Exercise description: Find every line in the rows below that contains the string "background", and copy each such line. Matching is case-sensitive.

[Start Material for the task]

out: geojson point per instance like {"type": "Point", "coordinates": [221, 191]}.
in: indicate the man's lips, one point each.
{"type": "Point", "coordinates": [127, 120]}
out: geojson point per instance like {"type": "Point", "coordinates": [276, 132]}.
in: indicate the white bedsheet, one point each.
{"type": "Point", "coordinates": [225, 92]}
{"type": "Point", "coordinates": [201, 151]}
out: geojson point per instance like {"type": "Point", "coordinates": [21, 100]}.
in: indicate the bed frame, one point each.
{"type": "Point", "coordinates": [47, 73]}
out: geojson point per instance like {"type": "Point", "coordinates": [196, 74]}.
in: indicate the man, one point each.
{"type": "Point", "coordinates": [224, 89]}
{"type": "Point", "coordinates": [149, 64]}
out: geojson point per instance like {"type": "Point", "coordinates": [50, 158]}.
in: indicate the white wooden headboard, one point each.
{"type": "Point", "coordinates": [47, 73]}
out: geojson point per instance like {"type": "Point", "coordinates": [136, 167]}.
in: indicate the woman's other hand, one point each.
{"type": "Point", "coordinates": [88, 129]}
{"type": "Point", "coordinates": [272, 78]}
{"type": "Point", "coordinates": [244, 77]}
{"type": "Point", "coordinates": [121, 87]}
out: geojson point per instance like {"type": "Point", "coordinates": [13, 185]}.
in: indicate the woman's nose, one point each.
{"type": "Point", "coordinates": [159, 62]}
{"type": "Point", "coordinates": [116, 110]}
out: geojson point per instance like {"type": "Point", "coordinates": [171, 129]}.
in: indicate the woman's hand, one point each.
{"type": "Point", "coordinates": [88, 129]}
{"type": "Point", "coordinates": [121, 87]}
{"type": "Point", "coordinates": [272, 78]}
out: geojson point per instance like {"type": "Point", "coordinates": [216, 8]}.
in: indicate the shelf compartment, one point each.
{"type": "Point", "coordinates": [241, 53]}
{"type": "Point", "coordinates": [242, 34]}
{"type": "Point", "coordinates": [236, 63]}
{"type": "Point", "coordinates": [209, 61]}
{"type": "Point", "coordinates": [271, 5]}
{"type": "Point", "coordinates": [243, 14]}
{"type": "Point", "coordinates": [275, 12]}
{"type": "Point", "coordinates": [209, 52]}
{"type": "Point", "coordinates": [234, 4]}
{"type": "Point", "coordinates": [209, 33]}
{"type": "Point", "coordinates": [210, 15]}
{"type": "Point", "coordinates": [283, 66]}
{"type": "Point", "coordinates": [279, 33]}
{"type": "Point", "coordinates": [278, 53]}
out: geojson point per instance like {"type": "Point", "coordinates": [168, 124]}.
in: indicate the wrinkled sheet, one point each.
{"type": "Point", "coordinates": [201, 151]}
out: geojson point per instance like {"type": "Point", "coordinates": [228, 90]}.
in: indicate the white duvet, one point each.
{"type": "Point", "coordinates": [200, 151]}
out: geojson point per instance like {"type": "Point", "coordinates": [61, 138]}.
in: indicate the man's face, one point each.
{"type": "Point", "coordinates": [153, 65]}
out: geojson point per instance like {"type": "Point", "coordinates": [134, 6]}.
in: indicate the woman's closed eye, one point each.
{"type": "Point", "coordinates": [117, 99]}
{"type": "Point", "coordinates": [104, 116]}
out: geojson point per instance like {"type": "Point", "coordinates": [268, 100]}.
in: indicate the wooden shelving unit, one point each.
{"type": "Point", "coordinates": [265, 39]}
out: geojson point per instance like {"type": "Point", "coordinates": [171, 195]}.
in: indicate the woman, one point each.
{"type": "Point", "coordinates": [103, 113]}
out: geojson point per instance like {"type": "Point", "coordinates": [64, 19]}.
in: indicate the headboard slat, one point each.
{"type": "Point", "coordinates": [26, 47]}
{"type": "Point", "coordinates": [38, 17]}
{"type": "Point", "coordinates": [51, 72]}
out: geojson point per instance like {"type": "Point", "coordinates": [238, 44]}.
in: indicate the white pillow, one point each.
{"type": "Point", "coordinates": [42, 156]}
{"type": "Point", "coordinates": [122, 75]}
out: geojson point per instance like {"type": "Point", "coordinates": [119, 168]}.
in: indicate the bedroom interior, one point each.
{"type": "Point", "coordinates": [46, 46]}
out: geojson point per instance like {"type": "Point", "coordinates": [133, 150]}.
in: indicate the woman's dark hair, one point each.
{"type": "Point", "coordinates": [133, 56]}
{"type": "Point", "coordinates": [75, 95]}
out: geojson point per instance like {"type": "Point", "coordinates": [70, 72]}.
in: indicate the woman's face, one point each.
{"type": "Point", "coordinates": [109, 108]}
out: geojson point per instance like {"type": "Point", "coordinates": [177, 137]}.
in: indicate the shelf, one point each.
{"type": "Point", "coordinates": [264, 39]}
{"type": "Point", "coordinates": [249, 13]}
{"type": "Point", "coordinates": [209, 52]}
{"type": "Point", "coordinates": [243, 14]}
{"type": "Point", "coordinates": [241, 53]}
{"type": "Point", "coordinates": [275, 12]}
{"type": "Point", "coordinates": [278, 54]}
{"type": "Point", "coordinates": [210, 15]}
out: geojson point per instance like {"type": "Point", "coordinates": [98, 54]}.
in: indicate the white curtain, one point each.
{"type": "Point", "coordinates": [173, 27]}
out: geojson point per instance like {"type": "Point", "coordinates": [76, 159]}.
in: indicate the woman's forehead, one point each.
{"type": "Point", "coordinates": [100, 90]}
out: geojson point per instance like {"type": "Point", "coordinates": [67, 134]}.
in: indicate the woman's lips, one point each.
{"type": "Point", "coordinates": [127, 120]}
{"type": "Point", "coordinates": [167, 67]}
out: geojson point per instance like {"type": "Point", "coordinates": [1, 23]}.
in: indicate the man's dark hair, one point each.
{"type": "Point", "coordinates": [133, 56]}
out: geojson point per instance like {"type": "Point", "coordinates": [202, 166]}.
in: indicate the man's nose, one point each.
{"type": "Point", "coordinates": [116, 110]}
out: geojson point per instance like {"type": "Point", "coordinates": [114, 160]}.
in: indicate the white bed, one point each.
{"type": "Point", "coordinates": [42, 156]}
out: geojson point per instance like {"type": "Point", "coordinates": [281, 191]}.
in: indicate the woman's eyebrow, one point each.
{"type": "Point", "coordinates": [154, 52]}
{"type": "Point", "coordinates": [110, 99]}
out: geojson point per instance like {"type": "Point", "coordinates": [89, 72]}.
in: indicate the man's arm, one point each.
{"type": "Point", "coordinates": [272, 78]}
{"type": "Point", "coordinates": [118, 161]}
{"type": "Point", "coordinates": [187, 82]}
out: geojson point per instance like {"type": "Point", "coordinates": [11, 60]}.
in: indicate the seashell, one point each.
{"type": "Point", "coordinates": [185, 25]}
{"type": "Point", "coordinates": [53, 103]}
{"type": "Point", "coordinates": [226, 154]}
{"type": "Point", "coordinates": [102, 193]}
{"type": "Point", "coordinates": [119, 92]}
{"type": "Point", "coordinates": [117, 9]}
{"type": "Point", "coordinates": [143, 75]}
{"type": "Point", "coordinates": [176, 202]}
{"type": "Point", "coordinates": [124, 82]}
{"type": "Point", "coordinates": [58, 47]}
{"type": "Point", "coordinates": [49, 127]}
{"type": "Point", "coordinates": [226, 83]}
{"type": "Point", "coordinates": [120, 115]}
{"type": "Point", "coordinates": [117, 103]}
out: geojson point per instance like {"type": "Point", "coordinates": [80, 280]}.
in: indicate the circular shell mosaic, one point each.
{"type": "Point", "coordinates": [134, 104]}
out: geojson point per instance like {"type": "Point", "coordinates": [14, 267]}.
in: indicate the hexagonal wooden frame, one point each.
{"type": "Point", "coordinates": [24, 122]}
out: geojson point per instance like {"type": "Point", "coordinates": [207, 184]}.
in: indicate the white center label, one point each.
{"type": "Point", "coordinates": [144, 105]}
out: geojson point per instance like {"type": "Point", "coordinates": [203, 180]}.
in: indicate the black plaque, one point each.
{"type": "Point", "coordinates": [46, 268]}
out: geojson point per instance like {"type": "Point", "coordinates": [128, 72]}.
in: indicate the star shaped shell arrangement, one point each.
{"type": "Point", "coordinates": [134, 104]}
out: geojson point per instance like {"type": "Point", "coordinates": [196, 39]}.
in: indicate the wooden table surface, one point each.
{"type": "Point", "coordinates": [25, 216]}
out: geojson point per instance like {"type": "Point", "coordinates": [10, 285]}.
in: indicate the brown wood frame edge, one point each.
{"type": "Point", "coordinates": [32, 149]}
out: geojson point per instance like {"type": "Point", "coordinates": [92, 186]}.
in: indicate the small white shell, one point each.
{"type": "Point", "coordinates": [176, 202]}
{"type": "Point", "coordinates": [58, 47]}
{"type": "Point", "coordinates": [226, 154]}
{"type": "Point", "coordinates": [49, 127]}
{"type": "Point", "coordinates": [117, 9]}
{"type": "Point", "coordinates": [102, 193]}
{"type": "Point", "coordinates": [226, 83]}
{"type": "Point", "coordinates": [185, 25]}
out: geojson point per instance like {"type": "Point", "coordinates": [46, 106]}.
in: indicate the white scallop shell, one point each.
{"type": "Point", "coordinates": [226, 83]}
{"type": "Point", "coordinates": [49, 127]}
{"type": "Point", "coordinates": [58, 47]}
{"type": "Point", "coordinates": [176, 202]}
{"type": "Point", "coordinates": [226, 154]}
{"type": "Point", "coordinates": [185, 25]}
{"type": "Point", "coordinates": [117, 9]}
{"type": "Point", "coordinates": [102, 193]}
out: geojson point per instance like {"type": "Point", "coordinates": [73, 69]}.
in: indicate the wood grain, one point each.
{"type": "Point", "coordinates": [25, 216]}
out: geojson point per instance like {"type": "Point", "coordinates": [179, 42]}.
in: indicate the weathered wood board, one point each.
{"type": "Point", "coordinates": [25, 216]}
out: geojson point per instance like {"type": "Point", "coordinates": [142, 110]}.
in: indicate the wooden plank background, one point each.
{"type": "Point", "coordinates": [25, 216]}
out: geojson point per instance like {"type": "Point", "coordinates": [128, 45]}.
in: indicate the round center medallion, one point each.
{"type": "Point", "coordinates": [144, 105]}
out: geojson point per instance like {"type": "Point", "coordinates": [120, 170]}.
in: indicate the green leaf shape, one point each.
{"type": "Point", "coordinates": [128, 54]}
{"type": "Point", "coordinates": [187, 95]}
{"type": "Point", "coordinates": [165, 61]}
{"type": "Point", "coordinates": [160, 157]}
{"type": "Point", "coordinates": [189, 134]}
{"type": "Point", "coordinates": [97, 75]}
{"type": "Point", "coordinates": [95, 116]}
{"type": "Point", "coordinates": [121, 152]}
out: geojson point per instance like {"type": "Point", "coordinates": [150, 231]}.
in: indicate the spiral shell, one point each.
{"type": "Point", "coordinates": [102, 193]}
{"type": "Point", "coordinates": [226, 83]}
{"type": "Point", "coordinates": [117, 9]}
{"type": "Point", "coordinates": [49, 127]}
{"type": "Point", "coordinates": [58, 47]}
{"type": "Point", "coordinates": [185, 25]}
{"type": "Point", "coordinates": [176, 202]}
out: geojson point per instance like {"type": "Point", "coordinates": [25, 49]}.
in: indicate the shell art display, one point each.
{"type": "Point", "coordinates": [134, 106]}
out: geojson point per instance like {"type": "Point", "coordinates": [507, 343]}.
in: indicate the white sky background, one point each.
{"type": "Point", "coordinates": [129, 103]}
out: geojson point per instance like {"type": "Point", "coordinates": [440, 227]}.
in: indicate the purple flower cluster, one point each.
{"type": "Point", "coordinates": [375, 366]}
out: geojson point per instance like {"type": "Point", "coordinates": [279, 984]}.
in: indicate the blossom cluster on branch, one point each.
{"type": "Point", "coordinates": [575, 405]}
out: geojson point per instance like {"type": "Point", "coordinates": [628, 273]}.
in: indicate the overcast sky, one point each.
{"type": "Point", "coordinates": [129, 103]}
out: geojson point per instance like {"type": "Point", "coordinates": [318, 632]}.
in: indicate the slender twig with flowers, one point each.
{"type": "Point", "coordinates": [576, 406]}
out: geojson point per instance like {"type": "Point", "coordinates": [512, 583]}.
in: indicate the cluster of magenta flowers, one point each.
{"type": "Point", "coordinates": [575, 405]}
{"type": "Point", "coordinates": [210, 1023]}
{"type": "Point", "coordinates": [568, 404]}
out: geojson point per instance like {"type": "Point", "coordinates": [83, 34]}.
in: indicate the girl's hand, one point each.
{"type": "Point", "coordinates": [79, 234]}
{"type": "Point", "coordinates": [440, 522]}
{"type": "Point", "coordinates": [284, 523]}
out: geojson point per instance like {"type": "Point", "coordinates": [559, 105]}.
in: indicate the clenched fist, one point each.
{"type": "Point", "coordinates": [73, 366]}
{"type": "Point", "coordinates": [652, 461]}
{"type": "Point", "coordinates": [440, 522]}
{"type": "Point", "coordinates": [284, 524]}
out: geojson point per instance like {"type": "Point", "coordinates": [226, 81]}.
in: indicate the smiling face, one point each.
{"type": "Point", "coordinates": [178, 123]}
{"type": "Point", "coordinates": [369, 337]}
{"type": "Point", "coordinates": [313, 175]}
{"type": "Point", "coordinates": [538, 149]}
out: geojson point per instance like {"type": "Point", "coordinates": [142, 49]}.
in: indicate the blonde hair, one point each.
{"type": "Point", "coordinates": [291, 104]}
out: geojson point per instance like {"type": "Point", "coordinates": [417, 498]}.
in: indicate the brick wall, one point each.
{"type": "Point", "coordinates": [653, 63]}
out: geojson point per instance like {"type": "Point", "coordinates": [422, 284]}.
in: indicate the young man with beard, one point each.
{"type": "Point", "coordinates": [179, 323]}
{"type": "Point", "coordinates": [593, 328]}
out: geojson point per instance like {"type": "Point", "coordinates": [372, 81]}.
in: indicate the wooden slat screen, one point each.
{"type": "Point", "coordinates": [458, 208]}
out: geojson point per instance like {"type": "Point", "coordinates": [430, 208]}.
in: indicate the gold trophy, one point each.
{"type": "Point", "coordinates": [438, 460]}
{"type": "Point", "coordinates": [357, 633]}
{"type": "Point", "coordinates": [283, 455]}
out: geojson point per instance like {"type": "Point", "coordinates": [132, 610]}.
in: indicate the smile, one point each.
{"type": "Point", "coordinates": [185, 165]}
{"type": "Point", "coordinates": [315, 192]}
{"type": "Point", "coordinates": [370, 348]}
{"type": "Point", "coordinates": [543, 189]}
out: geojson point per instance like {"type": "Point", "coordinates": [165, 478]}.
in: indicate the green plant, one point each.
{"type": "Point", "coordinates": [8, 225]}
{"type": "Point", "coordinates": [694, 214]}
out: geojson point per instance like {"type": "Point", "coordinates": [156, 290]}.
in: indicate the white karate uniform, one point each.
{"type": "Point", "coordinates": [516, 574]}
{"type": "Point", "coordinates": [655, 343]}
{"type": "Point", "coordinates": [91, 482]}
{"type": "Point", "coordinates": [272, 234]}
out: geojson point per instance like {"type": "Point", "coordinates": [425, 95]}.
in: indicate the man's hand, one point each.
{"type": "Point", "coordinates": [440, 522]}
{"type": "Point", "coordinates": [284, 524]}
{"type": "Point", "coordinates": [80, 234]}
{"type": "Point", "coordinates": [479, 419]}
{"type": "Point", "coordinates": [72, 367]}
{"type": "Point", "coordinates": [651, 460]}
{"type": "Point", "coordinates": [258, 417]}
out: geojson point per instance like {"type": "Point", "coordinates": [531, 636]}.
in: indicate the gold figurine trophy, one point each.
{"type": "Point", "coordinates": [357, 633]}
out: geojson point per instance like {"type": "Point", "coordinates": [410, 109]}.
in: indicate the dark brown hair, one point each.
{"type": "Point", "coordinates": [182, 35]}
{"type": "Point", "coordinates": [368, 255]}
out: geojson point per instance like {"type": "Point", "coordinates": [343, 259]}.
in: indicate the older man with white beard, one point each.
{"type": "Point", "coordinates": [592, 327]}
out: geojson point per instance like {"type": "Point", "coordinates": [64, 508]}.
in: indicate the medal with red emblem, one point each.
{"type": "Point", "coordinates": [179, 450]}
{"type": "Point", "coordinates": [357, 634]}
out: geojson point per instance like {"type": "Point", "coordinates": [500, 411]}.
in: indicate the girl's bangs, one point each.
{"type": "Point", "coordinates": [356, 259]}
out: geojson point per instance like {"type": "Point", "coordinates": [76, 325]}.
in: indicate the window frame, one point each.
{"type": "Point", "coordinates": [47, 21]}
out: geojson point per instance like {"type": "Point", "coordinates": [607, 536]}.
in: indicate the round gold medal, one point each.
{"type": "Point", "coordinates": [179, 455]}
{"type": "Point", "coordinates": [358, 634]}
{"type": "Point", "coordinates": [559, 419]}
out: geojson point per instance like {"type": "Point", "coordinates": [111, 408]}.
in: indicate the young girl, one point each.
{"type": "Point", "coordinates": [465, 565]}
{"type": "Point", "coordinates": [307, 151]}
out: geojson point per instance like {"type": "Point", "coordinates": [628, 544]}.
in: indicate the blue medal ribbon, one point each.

[End Material for the task]

Output:
in: indicate the wooden plank background, one point each.
in: indicate the white sky background, one point each.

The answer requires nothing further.